Enunciado 1 | Retorne todas as linhas dos registros que contêm a palavra "window", levando em conta a diferença entre maiúsculas e minúsculas.

Fonte |
Quando os pais invadem o casamento dos filhos

Existem fronteiras invisíveis que distinguem as relações que estabelecemos. O casal, por exemplo, quando se casa, cria uma fronteira que o distingue como uma nova família. Em outras palavras, as duas pessoas que se unem se distanciam emocionalmente das suas famílias de origem para consolidar a união. Assim, o maior vínculo de pertencimento do casal não é mais com os seus pais, mas sim com a sua nova família, com a sua própria família. Pelo menos, é assim que normalmente percebemos as famílias saudáveis. Quando os pais invadem o casamento dos filhos, quando invadem essa fronteira invisível, ou quando os filhos não conseguem se distanciar emocionalmente dos seus pais, problemas de relacionamento costumam aparecer.
As fronteiras invisíveis protegem o relacionamento. O novo casal possui o desafio de se fortalecer enquanto casal. Isso significa construir um vínculo de pertencimento no qual os dois se reconheçam como uma família. Os dois se unem para compartilhar a vida. Sem essa proteção, o casal fica mais vulnerável a invasões externas. Decisões importantes para a nova família podem ser compartilhadas primeiro com os pais, como se a aprovação deles fosse mais importante que a do cônjuge. Problemas no casamento podem ser compartilhados com os pais, que costumam “ficar do lado” do filho, minimizando os seus erros e, assim, mantendo o conflito conjugal. O apoio emocional necessário em um casamento pode ser buscado mais nos pais que no cônjuge, fortalecendo assim mais a união maternal ou paternal que a conjugal. A opinião dos pais pode ter mais importância que a do cônjuge, limitando assim a capacidade do casal de criar o necessário vínculo de pertencimento. Inúmeros outros padrões problemáticos podem aparecer.

Trechos de conjunto de dados de segmentação

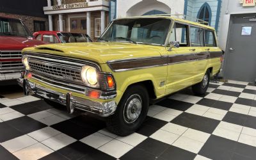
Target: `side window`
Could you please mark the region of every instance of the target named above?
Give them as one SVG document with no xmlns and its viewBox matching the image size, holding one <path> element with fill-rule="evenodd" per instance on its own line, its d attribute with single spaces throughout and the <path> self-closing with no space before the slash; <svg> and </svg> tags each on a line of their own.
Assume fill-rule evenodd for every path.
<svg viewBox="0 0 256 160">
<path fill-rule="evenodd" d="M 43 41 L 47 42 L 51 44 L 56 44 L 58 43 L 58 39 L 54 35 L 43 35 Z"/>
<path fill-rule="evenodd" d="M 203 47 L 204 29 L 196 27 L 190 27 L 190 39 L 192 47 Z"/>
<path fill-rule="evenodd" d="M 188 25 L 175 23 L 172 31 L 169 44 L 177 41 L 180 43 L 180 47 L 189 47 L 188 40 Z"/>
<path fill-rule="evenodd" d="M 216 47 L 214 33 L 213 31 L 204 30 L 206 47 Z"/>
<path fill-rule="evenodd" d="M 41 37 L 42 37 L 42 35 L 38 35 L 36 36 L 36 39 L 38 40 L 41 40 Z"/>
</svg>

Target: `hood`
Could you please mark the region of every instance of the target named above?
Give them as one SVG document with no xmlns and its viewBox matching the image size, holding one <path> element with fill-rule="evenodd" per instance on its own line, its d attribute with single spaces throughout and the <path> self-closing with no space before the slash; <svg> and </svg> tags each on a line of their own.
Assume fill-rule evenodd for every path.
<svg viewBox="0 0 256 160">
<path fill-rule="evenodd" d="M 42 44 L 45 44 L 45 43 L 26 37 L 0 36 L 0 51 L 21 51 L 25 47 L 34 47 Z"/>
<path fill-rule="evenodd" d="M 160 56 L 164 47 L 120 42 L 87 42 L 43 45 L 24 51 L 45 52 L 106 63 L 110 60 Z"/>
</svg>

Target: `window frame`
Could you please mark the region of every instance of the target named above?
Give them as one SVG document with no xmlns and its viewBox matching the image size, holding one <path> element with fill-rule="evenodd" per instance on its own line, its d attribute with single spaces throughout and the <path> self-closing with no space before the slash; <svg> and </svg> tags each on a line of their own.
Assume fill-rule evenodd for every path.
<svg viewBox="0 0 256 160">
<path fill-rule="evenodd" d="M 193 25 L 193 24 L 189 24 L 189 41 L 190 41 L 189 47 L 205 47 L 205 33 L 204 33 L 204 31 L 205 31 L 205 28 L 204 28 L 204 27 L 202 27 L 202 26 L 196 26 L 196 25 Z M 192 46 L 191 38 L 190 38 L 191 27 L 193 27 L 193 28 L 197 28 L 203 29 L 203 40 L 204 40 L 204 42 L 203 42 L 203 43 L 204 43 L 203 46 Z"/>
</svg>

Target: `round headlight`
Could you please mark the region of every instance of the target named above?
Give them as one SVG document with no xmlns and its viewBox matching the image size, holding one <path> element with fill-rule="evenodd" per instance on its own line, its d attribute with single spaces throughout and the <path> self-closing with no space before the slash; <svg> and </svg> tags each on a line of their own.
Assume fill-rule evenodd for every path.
==
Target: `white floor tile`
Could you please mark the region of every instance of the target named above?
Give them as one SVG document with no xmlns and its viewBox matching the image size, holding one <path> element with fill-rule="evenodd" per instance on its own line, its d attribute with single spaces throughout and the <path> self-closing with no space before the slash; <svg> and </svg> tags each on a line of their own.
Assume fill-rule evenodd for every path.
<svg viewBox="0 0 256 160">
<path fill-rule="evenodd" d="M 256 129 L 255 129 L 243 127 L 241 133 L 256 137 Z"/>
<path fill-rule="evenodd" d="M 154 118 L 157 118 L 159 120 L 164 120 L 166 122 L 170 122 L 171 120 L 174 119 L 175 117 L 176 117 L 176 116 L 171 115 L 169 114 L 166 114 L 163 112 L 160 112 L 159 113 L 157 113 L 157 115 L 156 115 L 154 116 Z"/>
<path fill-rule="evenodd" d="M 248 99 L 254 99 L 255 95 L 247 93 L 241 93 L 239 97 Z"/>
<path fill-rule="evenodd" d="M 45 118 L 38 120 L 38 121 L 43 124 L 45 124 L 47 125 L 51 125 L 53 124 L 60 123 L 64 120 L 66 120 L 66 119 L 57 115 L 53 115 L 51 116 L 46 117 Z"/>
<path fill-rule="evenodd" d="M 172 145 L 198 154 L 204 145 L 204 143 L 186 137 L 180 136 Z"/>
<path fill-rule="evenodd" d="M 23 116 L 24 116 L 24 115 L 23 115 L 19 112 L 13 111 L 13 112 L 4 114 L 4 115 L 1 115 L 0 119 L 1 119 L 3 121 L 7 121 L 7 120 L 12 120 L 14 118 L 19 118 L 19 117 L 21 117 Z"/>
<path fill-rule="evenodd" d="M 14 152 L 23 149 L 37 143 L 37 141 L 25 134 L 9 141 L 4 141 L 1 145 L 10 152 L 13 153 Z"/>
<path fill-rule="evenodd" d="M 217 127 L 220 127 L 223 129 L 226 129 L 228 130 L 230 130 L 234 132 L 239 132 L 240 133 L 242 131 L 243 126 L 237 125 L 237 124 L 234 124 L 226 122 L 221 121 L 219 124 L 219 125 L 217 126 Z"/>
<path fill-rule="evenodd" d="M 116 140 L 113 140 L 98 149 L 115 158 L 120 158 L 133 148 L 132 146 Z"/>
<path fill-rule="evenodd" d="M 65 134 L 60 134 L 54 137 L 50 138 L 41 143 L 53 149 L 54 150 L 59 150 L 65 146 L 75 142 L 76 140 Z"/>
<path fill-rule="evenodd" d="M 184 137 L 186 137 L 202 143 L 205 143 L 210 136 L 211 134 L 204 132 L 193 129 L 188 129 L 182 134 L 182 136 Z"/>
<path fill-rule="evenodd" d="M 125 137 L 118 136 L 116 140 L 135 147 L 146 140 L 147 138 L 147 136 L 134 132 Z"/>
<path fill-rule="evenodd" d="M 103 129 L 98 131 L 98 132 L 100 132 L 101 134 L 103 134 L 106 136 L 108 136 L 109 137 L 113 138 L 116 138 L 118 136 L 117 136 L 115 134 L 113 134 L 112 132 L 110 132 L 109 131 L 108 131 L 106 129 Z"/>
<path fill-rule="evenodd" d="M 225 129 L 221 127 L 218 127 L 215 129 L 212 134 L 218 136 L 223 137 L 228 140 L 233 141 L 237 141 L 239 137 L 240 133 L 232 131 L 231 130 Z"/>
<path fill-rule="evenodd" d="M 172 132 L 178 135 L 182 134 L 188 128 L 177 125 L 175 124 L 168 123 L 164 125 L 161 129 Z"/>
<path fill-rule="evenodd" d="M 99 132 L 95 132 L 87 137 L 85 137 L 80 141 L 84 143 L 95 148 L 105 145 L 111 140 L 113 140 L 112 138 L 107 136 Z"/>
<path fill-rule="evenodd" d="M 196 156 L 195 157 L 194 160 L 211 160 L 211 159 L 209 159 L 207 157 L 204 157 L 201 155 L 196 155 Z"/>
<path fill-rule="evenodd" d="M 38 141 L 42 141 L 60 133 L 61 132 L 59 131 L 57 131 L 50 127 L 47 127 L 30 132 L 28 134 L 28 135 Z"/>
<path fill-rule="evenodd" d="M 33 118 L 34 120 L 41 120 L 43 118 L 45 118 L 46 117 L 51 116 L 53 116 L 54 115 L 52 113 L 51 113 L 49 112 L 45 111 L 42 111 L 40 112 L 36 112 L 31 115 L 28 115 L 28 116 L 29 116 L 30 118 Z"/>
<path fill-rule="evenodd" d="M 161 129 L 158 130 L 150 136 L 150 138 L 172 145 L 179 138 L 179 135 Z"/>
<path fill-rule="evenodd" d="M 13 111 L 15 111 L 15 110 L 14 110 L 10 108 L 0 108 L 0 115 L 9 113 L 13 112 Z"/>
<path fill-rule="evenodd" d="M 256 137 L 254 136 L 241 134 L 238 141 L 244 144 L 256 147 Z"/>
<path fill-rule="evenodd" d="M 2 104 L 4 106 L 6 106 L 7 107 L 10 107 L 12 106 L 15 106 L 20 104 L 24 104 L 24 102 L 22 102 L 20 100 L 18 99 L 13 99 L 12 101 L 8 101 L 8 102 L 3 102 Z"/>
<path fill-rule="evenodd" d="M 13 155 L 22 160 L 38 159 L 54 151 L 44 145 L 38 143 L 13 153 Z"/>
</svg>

Enunciado 2 | Reproduza fielmente o trecho do texto sobre os pais e o casamento dos filhos, começando em "Existem fronteiras invisíveis" e terminando em "relacionamento costumam aparecer.".

Resposta completa 1 |
Target: `side window`
Target: `window frame`

Resposta completa 2 |
Existem fronteiras invisíveis que distinguem as relações que estabelecemos. O casal, por exemplo, quando se casa, cria uma fronteira que o distingue como uma nova família. Em outras palavras, as duas pessoas que se unem se distanciam emocionalmente das suas famílias de origem para consolidar a união. Assim, o maior vínculo de pertencimento do casal não é mais com os seus pais, mas sim com a sua nova família, com a sua própria família. Pelo menos, é assim que normalmente percebemos as famílias saudáveis. Quando os pais invadem o casamento dos filhos, quando invadem essa fronteira invisível, ou quando os filhos não conseguem se distanciar emocionalmente dos seus pais, problemas de relacionamento costumam aparecer.